(Excerpt from a dataset)
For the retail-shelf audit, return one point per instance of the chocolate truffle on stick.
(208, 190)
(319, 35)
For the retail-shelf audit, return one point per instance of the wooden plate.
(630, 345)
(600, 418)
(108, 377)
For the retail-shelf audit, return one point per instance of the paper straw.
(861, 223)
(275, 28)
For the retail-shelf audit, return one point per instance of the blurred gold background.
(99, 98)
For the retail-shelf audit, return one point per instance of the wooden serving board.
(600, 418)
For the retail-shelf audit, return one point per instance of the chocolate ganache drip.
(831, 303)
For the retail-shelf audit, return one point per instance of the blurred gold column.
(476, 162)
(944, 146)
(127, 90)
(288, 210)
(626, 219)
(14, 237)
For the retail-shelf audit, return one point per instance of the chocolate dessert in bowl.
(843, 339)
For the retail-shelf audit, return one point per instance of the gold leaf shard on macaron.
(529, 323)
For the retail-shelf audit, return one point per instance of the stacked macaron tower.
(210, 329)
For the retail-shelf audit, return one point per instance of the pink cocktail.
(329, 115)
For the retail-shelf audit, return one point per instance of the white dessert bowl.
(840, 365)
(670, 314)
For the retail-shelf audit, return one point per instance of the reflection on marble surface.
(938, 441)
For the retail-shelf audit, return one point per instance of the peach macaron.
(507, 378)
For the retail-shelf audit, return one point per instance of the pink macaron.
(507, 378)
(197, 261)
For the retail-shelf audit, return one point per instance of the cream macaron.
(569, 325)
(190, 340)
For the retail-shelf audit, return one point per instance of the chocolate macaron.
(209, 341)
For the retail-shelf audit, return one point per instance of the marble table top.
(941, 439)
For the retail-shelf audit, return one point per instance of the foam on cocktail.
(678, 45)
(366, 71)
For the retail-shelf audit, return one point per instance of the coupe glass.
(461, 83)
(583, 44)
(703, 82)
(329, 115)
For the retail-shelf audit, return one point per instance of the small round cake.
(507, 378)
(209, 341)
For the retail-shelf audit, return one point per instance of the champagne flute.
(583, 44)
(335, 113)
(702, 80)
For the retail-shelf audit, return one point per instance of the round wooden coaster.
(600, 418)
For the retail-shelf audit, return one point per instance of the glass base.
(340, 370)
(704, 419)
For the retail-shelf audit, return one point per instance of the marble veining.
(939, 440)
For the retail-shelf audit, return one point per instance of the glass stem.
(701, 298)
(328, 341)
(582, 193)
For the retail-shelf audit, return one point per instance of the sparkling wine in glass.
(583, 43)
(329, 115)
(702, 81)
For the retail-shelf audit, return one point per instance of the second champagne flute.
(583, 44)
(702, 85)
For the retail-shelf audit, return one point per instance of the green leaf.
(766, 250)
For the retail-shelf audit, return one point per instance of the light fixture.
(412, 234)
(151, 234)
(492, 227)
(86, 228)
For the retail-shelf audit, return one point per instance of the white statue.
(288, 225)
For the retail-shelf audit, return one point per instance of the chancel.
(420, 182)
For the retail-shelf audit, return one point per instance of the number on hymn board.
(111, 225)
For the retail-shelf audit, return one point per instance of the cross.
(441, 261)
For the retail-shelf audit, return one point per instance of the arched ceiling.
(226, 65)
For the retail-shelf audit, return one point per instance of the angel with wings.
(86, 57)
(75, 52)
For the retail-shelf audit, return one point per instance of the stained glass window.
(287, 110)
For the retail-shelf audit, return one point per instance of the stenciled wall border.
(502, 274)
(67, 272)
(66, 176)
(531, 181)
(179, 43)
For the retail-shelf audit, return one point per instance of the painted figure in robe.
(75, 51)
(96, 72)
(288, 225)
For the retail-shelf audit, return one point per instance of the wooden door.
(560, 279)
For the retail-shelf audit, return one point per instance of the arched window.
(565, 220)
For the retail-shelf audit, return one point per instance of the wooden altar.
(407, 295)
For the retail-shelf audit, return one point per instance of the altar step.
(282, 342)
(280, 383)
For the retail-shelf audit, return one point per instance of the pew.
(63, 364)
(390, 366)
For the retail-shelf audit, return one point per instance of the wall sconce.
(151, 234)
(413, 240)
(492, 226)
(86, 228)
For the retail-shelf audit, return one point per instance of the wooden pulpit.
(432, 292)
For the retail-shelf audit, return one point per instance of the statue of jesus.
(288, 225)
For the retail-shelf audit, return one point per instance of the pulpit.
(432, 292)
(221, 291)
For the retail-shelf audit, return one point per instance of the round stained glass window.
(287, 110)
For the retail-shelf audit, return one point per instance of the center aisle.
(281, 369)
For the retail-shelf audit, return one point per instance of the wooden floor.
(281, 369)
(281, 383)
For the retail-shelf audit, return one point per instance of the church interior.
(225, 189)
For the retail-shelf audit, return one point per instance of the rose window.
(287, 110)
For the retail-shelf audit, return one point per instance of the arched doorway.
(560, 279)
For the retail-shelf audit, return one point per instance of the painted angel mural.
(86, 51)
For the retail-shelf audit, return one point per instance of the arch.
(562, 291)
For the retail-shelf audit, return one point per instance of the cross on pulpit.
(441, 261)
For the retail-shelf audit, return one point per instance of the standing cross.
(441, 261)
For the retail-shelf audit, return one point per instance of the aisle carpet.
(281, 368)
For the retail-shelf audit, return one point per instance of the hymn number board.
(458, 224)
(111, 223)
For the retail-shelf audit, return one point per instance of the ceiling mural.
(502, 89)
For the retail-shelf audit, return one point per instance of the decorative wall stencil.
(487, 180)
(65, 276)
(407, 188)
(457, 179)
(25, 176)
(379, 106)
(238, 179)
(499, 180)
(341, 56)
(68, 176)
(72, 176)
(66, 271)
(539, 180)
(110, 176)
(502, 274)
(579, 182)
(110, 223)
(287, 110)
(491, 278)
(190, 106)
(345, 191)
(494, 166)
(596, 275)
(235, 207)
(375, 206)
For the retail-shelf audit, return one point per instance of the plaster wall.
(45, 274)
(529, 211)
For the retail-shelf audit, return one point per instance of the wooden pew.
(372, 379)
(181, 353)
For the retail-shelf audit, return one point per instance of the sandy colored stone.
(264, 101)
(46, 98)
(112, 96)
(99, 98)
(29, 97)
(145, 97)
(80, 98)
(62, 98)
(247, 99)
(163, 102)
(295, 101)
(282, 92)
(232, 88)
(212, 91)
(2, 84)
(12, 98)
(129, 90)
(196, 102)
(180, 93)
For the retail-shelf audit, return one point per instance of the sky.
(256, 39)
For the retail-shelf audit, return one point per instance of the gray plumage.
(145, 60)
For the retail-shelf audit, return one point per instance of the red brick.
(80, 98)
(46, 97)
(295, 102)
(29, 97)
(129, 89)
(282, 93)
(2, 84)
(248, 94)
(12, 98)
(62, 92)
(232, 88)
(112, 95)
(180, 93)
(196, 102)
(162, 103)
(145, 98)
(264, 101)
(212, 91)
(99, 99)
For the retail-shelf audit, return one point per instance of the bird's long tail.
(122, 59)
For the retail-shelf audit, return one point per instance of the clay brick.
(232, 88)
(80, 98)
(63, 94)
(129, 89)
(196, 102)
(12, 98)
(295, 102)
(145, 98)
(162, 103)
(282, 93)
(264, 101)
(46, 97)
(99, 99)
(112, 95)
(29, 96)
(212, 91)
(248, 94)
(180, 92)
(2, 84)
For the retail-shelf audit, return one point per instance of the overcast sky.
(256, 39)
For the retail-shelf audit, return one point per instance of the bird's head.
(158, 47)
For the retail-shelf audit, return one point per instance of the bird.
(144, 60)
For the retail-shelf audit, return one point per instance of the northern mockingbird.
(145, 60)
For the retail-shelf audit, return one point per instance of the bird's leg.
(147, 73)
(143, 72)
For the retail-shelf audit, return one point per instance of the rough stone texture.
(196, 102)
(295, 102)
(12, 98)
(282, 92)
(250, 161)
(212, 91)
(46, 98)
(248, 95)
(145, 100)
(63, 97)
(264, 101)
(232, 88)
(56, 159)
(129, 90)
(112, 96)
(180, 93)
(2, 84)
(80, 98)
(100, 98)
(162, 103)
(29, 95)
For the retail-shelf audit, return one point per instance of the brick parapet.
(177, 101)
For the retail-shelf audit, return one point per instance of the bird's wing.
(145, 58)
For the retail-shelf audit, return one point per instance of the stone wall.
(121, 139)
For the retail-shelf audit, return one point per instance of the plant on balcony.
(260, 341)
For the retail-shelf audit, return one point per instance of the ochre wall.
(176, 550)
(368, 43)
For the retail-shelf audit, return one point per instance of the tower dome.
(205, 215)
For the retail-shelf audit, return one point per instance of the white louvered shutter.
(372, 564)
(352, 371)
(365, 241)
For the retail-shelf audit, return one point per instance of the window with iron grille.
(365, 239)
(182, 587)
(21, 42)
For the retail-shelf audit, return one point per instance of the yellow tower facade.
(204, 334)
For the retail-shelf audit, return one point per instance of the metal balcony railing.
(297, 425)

- **PROBLEM DESCRIPTION**
Format as a numbered list, skipping any blank lines, the records from the line with "the tower dome." through the end of the records.

- **RIGHT ANSWER**
1. For the retail-shelf audit, return one point per instance of the tower dome.
2. (205, 215)
3. For the retail-shelf audit, return one point per instance of the white louvered shutter.
4. (372, 564)
5. (352, 371)
6. (365, 241)
7. For the retail-shelf audit, return one point per instance of the window with iron grille.
8. (365, 239)
9. (182, 587)
10. (21, 42)
11. For the retail-shelf audit, return one point per instance of the yellow tower facade.
12. (204, 334)
13. For the retail-shelf audit, return one point per instance of the metal balcony railing.
14. (297, 425)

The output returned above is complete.